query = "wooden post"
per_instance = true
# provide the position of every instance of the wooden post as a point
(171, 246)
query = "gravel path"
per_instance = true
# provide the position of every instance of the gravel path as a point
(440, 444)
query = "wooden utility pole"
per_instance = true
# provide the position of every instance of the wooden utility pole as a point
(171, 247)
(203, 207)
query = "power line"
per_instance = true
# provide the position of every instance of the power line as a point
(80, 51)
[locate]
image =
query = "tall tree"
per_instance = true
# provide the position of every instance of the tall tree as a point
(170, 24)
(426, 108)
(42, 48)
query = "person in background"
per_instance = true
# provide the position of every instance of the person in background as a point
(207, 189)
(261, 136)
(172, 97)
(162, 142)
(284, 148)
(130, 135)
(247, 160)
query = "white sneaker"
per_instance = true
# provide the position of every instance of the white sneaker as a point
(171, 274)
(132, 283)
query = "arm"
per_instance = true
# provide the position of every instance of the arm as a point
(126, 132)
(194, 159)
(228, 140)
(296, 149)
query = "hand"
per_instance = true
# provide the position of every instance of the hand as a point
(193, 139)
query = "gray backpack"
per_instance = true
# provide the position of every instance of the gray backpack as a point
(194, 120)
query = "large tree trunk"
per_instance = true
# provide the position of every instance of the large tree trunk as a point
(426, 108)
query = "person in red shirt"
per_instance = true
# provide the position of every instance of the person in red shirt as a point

▶ Written problem: Copy down the whole of the data above, matching it exactly.

▶ Result below:
query = "wooden post"
per_instance = true
# provide the position of every instance of the wooden post as a point
(171, 246)
query = "gravel path"
per_instance = true
# provide the position of every instance of the gravel path as a point
(440, 444)
query = "wooden utility pole"
per_instance = true
# provide the position of every instance of the wooden utility pole as a point
(171, 247)
(203, 207)
query = "power line"
per_instance = true
# provide the position of every instance of the power line as a point
(80, 51)
[locate]
image =
query = "tall tree"
per_instance = true
# provide the position of every instance of the tall tree as a point
(170, 24)
(426, 108)
(42, 48)
query = "person in background"
per_instance = true
# provide the position of every instance of the person in background as a point
(207, 189)
(261, 136)
(172, 97)
(162, 142)
(284, 148)
(130, 135)
(247, 160)
query = "white sneaker"
per_instance = true
# provide the position of every instance of the white sneaker as a point
(171, 274)
(132, 283)
query = "arm"
per_instance = true
# provide the position of every instance of the arm as a point
(126, 132)
(194, 159)
(228, 140)
(296, 149)
query = "hand"
per_instance = true
# provide the position of every instance of the hand as a point
(193, 139)
query = "gray backpack"
per_instance = true
# provide the position of every instance of the gray backpack as a point
(194, 120)
query = "large tree trunk"
per_instance = true
# provide the position of every instance of the large tree trunk as a point
(426, 108)
query = "person in red shirt"
per_instance = true
# provide the position of every instance of the person in red shirt as a point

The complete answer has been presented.